[Opening Page excerpt section]

Today I found out that a fellow camp counselor of four years went from whole to nothing in the space of a few hours. A blood clot, blocked lungs, and no oxygen, and that was it.
I can't say she was ever a close friend of mine, and I know she's dancing with Jesus now. But none of that changes the fact that one just cannot make sense of this. All of us, from her closest friends and family all the way out to people who barely knew her, are reeling from the mind-numbing WHY of it, and from our complete, total powerlessness to stop it.
In some cases there is a clear enemy. Death by war, violence, cancer, disease, accidents, all of these are their own kind of horror. But in all of them, we can point a shaking finger at THAT THING that took our loved one away.
I'm not saying that makes it easier in any way. It doesn't, I'm sure. But my fragile brain can't comprehend this -- the instant in which her body turned on itself and was destroyed. One tiny set of particles gone the wrong way, and like a set of dominoes, the whole system crashed down. No one could predict it, no one could stop it. And in the face of such an extreme declaration of human powerlessness, I am shaken to the core.

[Closing Page excerpt section]
[Opening Entries shown section]

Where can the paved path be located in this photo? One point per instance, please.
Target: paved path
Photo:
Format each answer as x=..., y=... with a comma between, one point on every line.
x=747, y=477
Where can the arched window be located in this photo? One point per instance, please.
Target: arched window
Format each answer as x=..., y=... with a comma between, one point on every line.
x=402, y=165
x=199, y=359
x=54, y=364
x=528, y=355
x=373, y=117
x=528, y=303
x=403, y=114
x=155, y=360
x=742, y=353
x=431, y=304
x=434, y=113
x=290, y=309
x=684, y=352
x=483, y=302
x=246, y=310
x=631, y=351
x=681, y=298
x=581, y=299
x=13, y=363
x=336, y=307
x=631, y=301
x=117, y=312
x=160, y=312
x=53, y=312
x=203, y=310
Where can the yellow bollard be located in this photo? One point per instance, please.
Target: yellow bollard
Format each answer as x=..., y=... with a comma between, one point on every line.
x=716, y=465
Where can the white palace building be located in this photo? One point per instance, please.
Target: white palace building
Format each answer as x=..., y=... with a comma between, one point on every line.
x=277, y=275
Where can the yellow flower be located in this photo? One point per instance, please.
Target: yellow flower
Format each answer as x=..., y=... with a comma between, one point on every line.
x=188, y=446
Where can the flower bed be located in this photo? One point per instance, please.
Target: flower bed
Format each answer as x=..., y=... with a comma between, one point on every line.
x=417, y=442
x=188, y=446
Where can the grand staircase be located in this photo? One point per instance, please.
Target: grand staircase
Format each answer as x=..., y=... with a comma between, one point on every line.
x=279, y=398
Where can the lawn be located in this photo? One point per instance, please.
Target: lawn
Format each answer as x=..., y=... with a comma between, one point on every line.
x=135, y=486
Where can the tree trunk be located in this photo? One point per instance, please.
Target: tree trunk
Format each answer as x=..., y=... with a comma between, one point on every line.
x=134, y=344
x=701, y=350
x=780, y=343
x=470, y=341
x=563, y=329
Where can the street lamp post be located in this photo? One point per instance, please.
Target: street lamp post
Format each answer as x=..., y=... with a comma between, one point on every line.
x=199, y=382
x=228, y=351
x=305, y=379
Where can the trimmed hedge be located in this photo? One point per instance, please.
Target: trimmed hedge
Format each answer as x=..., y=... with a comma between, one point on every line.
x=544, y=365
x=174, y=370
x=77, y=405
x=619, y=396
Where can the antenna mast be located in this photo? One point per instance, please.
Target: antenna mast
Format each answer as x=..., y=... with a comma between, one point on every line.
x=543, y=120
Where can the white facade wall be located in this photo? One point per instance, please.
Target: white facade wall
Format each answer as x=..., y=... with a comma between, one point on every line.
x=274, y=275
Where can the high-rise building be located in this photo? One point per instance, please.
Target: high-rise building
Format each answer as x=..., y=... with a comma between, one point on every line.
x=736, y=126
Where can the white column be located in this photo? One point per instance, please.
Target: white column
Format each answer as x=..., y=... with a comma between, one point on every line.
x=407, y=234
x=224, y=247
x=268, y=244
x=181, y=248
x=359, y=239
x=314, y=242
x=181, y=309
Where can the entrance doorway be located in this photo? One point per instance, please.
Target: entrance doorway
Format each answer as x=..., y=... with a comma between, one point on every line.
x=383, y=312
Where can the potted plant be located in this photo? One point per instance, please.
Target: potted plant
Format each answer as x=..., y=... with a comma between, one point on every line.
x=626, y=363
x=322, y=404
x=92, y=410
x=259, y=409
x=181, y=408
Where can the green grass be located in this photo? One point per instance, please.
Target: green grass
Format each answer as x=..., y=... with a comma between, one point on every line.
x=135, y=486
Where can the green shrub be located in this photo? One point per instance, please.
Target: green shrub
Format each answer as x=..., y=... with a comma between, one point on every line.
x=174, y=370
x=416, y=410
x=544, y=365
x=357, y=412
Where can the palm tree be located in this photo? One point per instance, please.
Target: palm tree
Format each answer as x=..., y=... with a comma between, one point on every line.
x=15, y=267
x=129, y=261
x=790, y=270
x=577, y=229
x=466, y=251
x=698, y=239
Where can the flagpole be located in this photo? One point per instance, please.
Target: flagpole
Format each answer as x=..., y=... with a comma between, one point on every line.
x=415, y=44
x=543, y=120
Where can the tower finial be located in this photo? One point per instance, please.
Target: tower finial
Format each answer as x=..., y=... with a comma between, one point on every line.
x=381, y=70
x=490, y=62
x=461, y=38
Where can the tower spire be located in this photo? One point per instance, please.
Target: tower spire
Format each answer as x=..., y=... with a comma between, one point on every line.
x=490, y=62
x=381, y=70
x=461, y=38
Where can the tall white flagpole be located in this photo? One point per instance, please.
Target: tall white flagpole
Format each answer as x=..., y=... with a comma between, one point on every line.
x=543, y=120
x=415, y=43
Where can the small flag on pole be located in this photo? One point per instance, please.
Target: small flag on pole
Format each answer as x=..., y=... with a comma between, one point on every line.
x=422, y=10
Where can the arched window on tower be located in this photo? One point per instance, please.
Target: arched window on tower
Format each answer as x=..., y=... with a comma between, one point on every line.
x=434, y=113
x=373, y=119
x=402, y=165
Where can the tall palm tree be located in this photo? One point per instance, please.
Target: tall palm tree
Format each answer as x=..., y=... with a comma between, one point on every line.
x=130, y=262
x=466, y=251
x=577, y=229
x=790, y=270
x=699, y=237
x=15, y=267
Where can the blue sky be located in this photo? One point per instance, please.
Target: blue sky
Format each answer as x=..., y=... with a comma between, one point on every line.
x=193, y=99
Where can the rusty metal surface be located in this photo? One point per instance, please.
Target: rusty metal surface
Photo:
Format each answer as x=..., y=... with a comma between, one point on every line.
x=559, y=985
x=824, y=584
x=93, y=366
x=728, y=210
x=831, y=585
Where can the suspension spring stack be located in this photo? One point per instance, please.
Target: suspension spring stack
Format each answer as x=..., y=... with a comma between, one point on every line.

[Closing Entries shown section]

*Work task A*
In the post about the counselor's sudden death, what three things does it list as the cause?
*Work task B*
Retype the post about the counselor's sudden death from "I'm not saying" up to and including "to the core.".

*Answer box A*
A blood clot, blocked lungs, and no oxygen.

*Answer box B*
I'm not saying that makes it easier in any way. It doesn't, I'm sure. But my fragile brain can't comprehend this -- the instant in which her body turned on itself and was destroyed. One tiny set of particles gone the wrong way, and like a set of dominoes, the whole system crashed down. No one could predict it, no one could stop it. And in the face of such an extreme declaration of human powerlessness, I am shaken to the core.